*Written task:* Switch "warmup jacket" to "track jacket" in the entries from the first line through the line containing "[[39, 592], [878, 567], [727, 472]]", and return those lines with nothing else changed.
++++++++++++++++++++
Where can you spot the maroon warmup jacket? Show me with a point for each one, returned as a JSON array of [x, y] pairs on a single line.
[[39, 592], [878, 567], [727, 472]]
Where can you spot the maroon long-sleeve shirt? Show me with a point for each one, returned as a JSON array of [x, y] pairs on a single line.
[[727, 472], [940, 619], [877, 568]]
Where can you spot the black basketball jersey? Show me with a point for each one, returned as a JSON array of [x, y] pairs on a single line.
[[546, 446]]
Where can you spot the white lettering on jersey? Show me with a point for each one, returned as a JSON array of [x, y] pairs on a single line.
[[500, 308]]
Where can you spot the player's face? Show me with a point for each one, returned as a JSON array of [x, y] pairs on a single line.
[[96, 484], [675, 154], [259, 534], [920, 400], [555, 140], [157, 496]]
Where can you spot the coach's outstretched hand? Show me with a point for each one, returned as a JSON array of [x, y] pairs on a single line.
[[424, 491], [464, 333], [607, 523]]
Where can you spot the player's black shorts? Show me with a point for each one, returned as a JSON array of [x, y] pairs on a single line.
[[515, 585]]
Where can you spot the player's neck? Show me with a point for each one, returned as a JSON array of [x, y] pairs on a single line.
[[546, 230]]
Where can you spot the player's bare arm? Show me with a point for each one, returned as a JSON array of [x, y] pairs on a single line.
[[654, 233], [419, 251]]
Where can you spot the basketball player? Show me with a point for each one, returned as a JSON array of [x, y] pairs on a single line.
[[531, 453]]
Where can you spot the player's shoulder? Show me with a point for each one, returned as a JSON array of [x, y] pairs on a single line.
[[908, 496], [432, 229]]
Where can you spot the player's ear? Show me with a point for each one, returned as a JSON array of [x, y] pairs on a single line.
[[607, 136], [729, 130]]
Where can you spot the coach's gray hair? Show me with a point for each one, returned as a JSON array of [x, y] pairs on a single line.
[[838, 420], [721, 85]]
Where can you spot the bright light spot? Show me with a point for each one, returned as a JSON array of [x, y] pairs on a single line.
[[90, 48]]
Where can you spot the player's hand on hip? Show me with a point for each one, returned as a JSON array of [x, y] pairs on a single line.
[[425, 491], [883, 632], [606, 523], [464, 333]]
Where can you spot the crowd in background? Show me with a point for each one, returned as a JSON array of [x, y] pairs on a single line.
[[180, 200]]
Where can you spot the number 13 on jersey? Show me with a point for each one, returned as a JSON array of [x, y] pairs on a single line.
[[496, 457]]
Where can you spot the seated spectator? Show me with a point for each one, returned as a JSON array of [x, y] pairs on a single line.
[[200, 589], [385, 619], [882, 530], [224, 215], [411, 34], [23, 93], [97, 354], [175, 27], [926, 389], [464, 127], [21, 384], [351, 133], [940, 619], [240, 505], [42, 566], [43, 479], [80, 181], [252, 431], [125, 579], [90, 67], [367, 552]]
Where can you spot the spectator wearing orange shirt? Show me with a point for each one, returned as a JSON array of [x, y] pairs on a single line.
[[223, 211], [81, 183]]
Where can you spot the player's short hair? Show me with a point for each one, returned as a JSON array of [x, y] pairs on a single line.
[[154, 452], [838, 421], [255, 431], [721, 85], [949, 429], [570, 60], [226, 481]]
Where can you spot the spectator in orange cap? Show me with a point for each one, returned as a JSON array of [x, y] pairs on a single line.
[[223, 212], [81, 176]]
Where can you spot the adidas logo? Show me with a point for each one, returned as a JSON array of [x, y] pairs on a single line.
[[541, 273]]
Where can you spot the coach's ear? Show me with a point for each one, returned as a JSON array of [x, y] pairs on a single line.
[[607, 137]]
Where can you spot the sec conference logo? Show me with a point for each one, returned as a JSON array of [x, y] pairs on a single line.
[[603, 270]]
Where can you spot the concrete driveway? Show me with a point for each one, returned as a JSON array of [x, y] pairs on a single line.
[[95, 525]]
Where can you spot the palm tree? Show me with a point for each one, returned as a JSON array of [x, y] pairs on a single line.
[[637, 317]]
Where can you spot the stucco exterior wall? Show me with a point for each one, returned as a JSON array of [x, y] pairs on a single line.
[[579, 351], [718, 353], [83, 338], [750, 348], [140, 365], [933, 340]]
++++++++++++++++++++
*Expected output:*
Where can you spot the maroon track jacket? Show me with a point for each one, returned as a JSON array of [x, y] pairs on a single line.
[[39, 592], [878, 567], [727, 472]]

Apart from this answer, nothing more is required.